Prompt:
Reproduce the reply about handling invalid kernel virtual addresses in gdb word for word, from its first line through the quoted lines at the end.

And now about the invalid kernel virtual addresses, these are approaches
to handle it in my case:

1. Suppress those warnings when called from gdb:
   One way is to suppress those messages while fetching registers, but this
   might be counterproductive if it hides any other invalid accesses
2. Checking if this issue of NIP and SP mismatch is there, and print message in
gdb:
   I don't think we can even do that, since it's the kernel which gave us the
   wrong values, to gdb it's just a memory address, which it
   assumes is pointing to stack of some function, but all other values are
   random values (even considering that the stack has predefined format of
   where registers will be).

Currently I am inclined to 2 if we have any ideas, or simply leave it as is,
since the registers are invalid so gdb mode will anyways not work.

Thanks,
Aditya Gupta

> 
> Currently I have made the x86_64 stack unwinding work based on your
> patchset. And I plan to post it upstream once your patchsets get
> merged. In addition, is there a plan to support the stack unwinding
> for live debugging in ppc64 arch? I think it is a useful feature
> too...

Dataset section:

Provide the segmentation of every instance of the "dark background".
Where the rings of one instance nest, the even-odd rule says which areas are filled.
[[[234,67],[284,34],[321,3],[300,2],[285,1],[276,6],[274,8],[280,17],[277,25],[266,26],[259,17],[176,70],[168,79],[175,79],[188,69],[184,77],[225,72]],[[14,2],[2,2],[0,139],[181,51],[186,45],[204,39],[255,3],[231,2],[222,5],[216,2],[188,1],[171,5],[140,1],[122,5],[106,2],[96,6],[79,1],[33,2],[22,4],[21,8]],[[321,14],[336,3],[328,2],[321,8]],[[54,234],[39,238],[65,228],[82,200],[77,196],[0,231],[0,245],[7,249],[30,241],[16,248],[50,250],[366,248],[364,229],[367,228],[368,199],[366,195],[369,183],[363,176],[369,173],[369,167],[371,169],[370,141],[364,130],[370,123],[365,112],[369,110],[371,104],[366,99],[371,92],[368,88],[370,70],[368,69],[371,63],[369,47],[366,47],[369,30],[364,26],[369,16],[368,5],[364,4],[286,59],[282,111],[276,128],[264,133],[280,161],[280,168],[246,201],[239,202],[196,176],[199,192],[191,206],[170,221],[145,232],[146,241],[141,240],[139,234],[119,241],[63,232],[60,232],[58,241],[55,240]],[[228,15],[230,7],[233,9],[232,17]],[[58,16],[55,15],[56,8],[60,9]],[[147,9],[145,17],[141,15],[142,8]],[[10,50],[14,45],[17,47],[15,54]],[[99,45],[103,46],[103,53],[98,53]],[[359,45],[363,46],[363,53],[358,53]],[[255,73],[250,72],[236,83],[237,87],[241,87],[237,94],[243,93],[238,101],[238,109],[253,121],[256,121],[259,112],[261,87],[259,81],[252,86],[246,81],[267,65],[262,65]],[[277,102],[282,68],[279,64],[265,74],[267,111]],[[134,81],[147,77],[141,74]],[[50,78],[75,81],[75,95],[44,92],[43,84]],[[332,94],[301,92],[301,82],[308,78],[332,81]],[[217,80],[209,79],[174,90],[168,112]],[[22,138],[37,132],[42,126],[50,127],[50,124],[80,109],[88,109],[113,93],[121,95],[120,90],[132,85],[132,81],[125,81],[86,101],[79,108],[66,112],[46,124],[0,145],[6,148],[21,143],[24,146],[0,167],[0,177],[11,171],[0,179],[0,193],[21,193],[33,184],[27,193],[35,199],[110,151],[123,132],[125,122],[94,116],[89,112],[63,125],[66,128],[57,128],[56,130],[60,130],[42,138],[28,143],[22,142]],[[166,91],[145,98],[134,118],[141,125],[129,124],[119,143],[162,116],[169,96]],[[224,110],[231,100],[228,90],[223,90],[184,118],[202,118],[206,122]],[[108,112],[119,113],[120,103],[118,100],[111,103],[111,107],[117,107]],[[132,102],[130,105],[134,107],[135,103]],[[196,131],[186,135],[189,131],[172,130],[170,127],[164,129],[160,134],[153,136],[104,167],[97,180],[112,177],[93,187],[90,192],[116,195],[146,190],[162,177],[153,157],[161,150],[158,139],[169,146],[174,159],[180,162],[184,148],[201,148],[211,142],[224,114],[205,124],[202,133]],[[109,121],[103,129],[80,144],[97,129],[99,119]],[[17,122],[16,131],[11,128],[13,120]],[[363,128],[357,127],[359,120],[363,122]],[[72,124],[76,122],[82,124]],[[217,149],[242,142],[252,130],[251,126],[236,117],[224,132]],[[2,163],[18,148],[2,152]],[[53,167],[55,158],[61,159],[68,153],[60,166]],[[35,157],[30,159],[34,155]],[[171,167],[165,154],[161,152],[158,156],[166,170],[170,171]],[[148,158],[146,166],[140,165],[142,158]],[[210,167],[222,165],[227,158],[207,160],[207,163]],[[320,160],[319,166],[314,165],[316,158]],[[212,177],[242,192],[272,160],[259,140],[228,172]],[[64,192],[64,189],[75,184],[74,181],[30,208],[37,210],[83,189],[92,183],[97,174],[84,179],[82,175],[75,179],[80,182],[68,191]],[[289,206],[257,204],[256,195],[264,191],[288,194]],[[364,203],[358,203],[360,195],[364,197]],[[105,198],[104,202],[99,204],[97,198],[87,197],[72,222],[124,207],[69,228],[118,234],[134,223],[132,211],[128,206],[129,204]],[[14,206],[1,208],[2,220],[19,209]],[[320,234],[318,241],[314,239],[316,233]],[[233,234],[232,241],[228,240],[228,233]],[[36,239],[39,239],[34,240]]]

Final answer:
And now about the invalid kernel virtual addresses, these are approaches
to handle it in my case:

1. Suppress those warnings when called from gdb:
   One way is to suppress those messages while fetching registers, but this
   might be counterproductive if it hides any other invalid accesses
2. Checking if this issue of NIP and SP mismatch is there, and print message in
gdb:
   I don't think we can even do that, since it's the kernel which gave us the
   wrong values, to gdb it's just a memory address, which it
   assumes is pointing to stack of some function, but all other values are
   random values (even considering that the stack has predefined format of
   where registers will be).

Currently I am inclined to 2 if we have any ideas, or simply leave it as is,
since the registers are invalid so gdb mode will anyways not work.

Thanks,
Aditya Gupta

> 
> Currently I have made the x86_64 stack unwinding work based on your
> patchset. And I plan to post it upstream once your patchsets get
> merged. In addition, is there a plan to support the stack unwinding
> for live debugging in ppc64 arch? I think it is a useful feature
> too...